» **Requirement**:
Every entry that follows should be output exactly, and every image in it left out.

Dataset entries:
****************************************
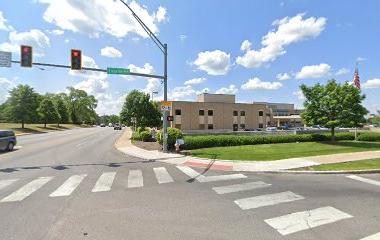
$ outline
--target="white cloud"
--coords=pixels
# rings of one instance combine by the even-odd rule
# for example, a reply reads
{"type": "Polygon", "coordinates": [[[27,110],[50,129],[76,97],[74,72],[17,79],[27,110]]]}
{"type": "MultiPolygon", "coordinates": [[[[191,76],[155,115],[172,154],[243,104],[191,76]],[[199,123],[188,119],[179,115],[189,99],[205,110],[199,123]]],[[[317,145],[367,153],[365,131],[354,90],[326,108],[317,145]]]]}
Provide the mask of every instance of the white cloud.
{"type": "Polygon", "coordinates": [[[15,86],[16,84],[12,82],[11,80],[0,77],[0,104],[2,104],[3,102],[5,102],[5,100],[7,100],[9,96],[8,91],[11,90],[11,88],[15,86]]]}
{"type": "Polygon", "coordinates": [[[20,53],[20,45],[30,45],[34,55],[43,56],[44,49],[50,47],[50,39],[38,29],[19,33],[12,31],[9,33],[9,42],[0,44],[0,50],[20,53]]]}
{"type": "Polygon", "coordinates": [[[191,86],[175,87],[170,91],[171,100],[183,100],[186,97],[195,95],[197,92],[191,86]]]}
{"type": "Polygon", "coordinates": [[[13,27],[9,24],[7,24],[7,19],[5,19],[3,12],[0,11],[0,30],[4,31],[12,31],[13,27]]]}
{"type": "Polygon", "coordinates": [[[193,79],[187,80],[185,82],[185,85],[197,85],[197,84],[204,83],[205,81],[206,81],[206,78],[193,78],[193,79]]]}
{"type": "Polygon", "coordinates": [[[244,40],[244,42],[242,42],[241,46],[240,46],[240,50],[242,51],[249,51],[251,50],[251,47],[252,47],[252,43],[249,41],[249,40],[244,40]]]}
{"type": "Polygon", "coordinates": [[[155,13],[155,18],[157,22],[163,22],[167,20],[166,8],[159,6],[157,12],[155,13]]]}
{"type": "Polygon", "coordinates": [[[56,35],[56,36],[60,36],[60,35],[63,35],[65,33],[65,31],[63,31],[61,29],[54,29],[51,31],[47,30],[46,32],[53,34],[53,35],[56,35]]]}
{"type": "MultiPolygon", "coordinates": [[[[96,64],[95,59],[92,57],[86,56],[82,54],[82,66],[89,68],[99,68],[98,64],[96,64]]],[[[69,74],[72,76],[79,76],[84,78],[95,78],[95,79],[106,79],[107,73],[104,72],[94,72],[94,71],[86,71],[86,70],[69,70],[69,74]]]]}
{"type": "Polygon", "coordinates": [[[193,64],[209,75],[226,75],[230,70],[230,54],[220,50],[200,52],[193,64]]]}
{"type": "Polygon", "coordinates": [[[121,58],[123,54],[114,47],[106,46],[100,50],[100,55],[109,58],[121,58]]]}
{"type": "MultiPolygon", "coordinates": [[[[154,73],[154,68],[150,63],[145,63],[144,66],[142,67],[136,66],[134,64],[129,64],[127,68],[130,69],[131,72],[134,72],[134,73],[145,73],[145,74],[154,73]]],[[[122,77],[126,79],[127,81],[134,81],[139,78],[139,77],[130,76],[130,75],[123,75],[122,77]]]]}
{"type": "Polygon", "coordinates": [[[209,92],[210,92],[209,88],[203,88],[200,91],[196,91],[196,94],[199,95],[199,94],[202,94],[202,93],[209,93],[209,92]]]}
{"type": "Polygon", "coordinates": [[[161,92],[161,80],[157,78],[149,78],[144,92],[151,94],[152,92],[161,92]]]}
{"type": "Polygon", "coordinates": [[[262,39],[262,48],[251,50],[247,48],[247,40],[241,48],[245,54],[236,59],[236,63],[246,68],[257,68],[273,62],[277,57],[286,53],[285,47],[303,40],[317,37],[326,26],[326,18],[303,18],[298,14],[292,18],[285,17],[273,22],[277,29],[269,31],[262,39]],[[244,48],[243,48],[244,45],[244,48]]]}
{"type": "MultiPolygon", "coordinates": [[[[46,4],[43,14],[45,21],[72,32],[99,37],[106,33],[118,38],[136,33],[148,38],[143,28],[128,9],[119,1],[81,1],[81,0],[38,0],[46,4]]],[[[158,33],[157,23],[166,20],[166,9],[159,7],[157,12],[149,13],[144,5],[129,2],[130,7],[154,33],[158,33]]]]}
{"type": "Polygon", "coordinates": [[[326,63],[319,65],[303,66],[296,73],[296,79],[321,78],[330,74],[331,66],[326,63]]]}
{"type": "Polygon", "coordinates": [[[290,79],[290,75],[288,73],[279,73],[276,76],[277,80],[285,81],[290,79]]]}
{"type": "Polygon", "coordinates": [[[363,83],[363,88],[380,88],[380,78],[367,80],[365,83],[363,83]]]}
{"type": "Polygon", "coordinates": [[[366,61],[367,60],[367,58],[364,58],[364,57],[357,57],[356,58],[356,61],[357,62],[364,62],[364,61],[366,61]]]}
{"type": "Polygon", "coordinates": [[[105,93],[109,88],[109,84],[106,79],[89,78],[74,85],[74,88],[84,90],[88,94],[94,95],[96,97],[99,93],[105,93]]]}
{"type": "Polygon", "coordinates": [[[231,84],[228,87],[222,87],[218,90],[216,90],[216,94],[236,94],[239,91],[239,89],[236,88],[235,85],[231,84]]]}
{"type": "Polygon", "coordinates": [[[340,76],[340,75],[346,75],[350,73],[350,69],[347,69],[347,68],[341,68],[339,69],[338,71],[336,71],[335,75],[336,76],[340,76]]]}
{"type": "Polygon", "coordinates": [[[282,87],[282,83],[280,82],[263,82],[259,78],[251,78],[248,82],[241,85],[241,89],[243,90],[277,90],[282,87]]]}
{"type": "Polygon", "coordinates": [[[179,35],[179,39],[181,40],[181,42],[184,42],[187,39],[187,36],[184,34],[181,34],[179,35]]]}
{"type": "Polygon", "coordinates": [[[293,92],[294,96],[297,96],[298,100],[305,100],[305,96],[301,90],[293,92]]]}
{"type": "Polygon", "coordinates": [[[114,96],[110,93],[98,94],[96,97],[96,99],[98,100],[96,112],[99,115],[119,114],[123,107],[126,95],[127,94],[121,96],[114,96]]]}

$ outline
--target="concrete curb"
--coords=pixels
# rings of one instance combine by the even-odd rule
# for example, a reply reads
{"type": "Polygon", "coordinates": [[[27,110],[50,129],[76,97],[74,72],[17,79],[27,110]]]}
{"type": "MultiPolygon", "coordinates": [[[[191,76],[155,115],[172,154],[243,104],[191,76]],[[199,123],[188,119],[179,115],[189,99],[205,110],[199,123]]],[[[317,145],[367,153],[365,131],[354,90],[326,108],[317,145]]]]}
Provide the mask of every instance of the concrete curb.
****************************************
» **Result for this exercise**:
$ outline
--target="white cloud"
--coords=pixels
# rings of one instance combine by the even-odd rule
# for example, a reply reads
{"type": "Polygon", "coordinates": [[[27,110],[50,129],[76,97],[74,72],[17,79],[27,110]]]}
{"type": "MultiPolygon", "coordinates": [[[[191,76],[155,115],[172,154],[243,104],[191,76]],[[199,123],[188,119],[179,115],[189,99],[205,110],[199,123]]],[[[317,145],[367,153],[365,131],[354,90],[326,108],[317,145]]]]}
Provide the mask of every instance of the white cloud.
{"type": "Polygon", "coordinates": [[[15,86],[16,84],[12,82],[11,80],[0,77],[0,104],[2,104],[3,102],[5,102],[5,100],[7,100],[9,96],[8,91],[11,90],[11,88],[15,86]]]}
{"type": "Polygon", "coordinates": [[[20,53],[20,45],[30,45],[34,55],[43,56],[44,49],[50,47],[50,39],[38,29],[19,33],[12,31],[9,33],[9,42],[0,44],[0,50],[20,53]]]}
{"type": "Polygon", "coordinates": [[[191,86],[175,87],[170,91],[171,100],[183,100],[186,97],[195,95],[197,92],[191,86]]]}
{"type": "Polygon", "coordinates": [[[13,27],[9,24],[7,24],[7,19],[5,19],[3,12],[0,11],[0,30],[4,31],[12,31],[13,27]]]}
{"type": "Polygon", "coordinates": [[[193,79],[187,80],[185,82],[185,85],[197,85],[197,84],[204,83],[205,81],[206,81],[206,78],[193,78],[193,79]]]}
{"type": "Polygon", "coordinates": [[[244,40],[244,42],[242,42],[241,46],[240,46],[240,50],[242,51],[249,51],[251,50],[251,47],[252,47],[252,43],[249,41],[249,40],[244,40]]]}
{"type": "Polygon", "coordinates": [[[155,13],[155,18],[157,22],[163,22],[167,20],[166,8],[159,6],[157,12],[155,13]]]}
{"type": "Polygon", "coordinates": [[[56,35],[56,36],[60,36],[60,35],[63,35],[65,33],[65,31],[63,31],[61,29],[54,29],[51,31],[47,30],[46,32],[53,34],[53,35],[56,35]]]}
{"type": "MultiPolygon", "coordinates": [[[[96,64],[95,59],[92,57],[86,56],[82,54],[82,66],[89,68],[99,68],[98,64],[96,64]]],[[[69,74],[72,76],[79,76],[84,78],[95,78],[95,79],[106,79],[107,73],[104,72],[94,72],[94,71],[86,71],[86,70],[69,70],[69,74]]]]}
{"type": "Polygon", "coordinates": [[[193,64],[209,75],[226,75],[230,70],[230,54],[220,50],[200,52],[193,64]]]}
{"type": "Polygon", "coordinates": [[[121,58],[123,54],[114,47],[106,46],[100,50],[100,55],[109,58],[121,58]]]}
{"type": "MultiPolygon", "coordinates": [[[[154,73],[154,68],[150,63],[145,63],[144,66],[142,67],[136,66],[134,64],[129,64],[127,68],[130,69],[131,72],[134,72],[134,73],[145,73],[145,74],[154,73]]],[[[122,77],[126,79],[127,81],[134,81],[139,78],[139,77],[130,76],[130,75],[123,75],[122,77]]]]}
{"type": "Polygon", "coordinates": [[[209,92],[210,92],[209,88],[203,88],[200,91],[196,91],[196,94],[199,95],[199,94],[202,94],[202,93],[209,93],[209,92]]]}
{"type": "Polygon", "coordinates": [[[161,92],[161,80],[157,78],[149,78],[144,92],[151,94],[152,92],[161,92]]]}
{"type": "Polygon", "coordinates": [[[262,39],[262,48],[251,50],[247,48],[247,40],[241,48],[245,54],[236,59],[236,63],[246,68],[257,68],[273,62],[277,57],[286,53],[285,47],[303,40],[317,37],[326,26],[326,18],[303,18],[298,14],[292,18],[285,17],[273,22],[277,29],[269,31],[262,39]],[[244,48],[243,48],[244,45],[244,48]]]}
{"type": "MultiPolygon", "coordinates": [[[[46,4],[43,14],[45,21],[72,32],[99,37],[106,33],[118,38],[136,33],[148,38],[143,28],[128,9],[119,1],[81,1],[81,0],[38,0],[46,4]]],[[[158,33],[157,23],[166,20],[166,9],[159,7],[157,12],[149,13],[144,5],[129,2],[130,7],[154,33],[158,33]]]]}
{"type": "Polygon", "coordinates": [[[326,63],[319,65],[303,66],[296,73],[296,79],[321,78],[330,74],[331,66],[326,63]]]}
{"type": "Polygon", "coordinates": [[[290,79],[290,75],[288,73],[279,73],[276,76],[277,80],[285,81],[290,79]]]}
{"type": "Polygon", "coordinates": [[[363,83],[363,88],[380,88],[380,78],[367,80],[365,83],[363,83]]]}
{"type": "Polygon", "coordinates": [[[366,61],[367,60],[367,58],[364,58],[364,57],[357,57],[356,58],[356,61],[357,62],[364,62],[364,61],[366,61]]]}
{"type": "Polygon", "coordinates": [[[105,93],[109,88],[109,84],[106,79],[89,78],[74,85],[74,88],[84,90],[88,94],[94,95],[96,97],[99,93],[105,93]]]}
{"type": "Polygon", "coordinates": [[[231,84],[228,87],[222,87],[218,90],[216,90],[216,94],[236,94],[239,91],[239,89],[236,88],[235,85],[231,84]]]}
{"type": "Polygon", "coordinates": [[[340,76],[340,75],[346,75],[350,73],[350,69],[347,69],[347,68],[341,68],[339,69],[338,71],[336,71],[335,75],[336,76],[340,76]]]}
{"type": "Polygon", "coordinates": [[[282,87],[282,83],[280,82],[263,82],[259,78],[251,78],[248,82],[241,85],[241,89],[243,90],[277,90],[282,87]]]}
{"type": "Polygon", "coordinates": [[[179,35],[179,39],[181,40],[181,42],[184,42],[187,39],[187,36],[184,34],[181,34],[179,35]]]}
{"type": "Polygon", "coordinates": [[[293,92],[294,96],[297,96],[298,100],[305,100],[305,96],[301,90],[293,92]]]}
{"type": "Polygon", "coordinates": [[[114,96],[110,93],[98,94],[96,97],[96,99],[98,100],[96,112],[99,115],[119,114],[123,107],[126,95],[127,94],[121,96],[114,96]]]}

$ outline
--target="concrete curb"
--coords=pixels
# rings of one instance combine by the even-odd rule
# for example, a reply reads
{"type": "Polygon", "coordinates": [[[27,110],[50,129],[76,97],[74,72],[17,79],[27,110]]]}
{"type": "MultiPolygon", "coordinates": [[[[191,76],[155,115],[172,154],[243,104],[191,76]],[[199,123],[188,119],[179,115],[189,99],[205,110],[199,123]]],[[[317,145],[367,153],[365,131],[354,90],[326,108],[317,145]]]]}
Provide the mask of every instance of the concrete curb.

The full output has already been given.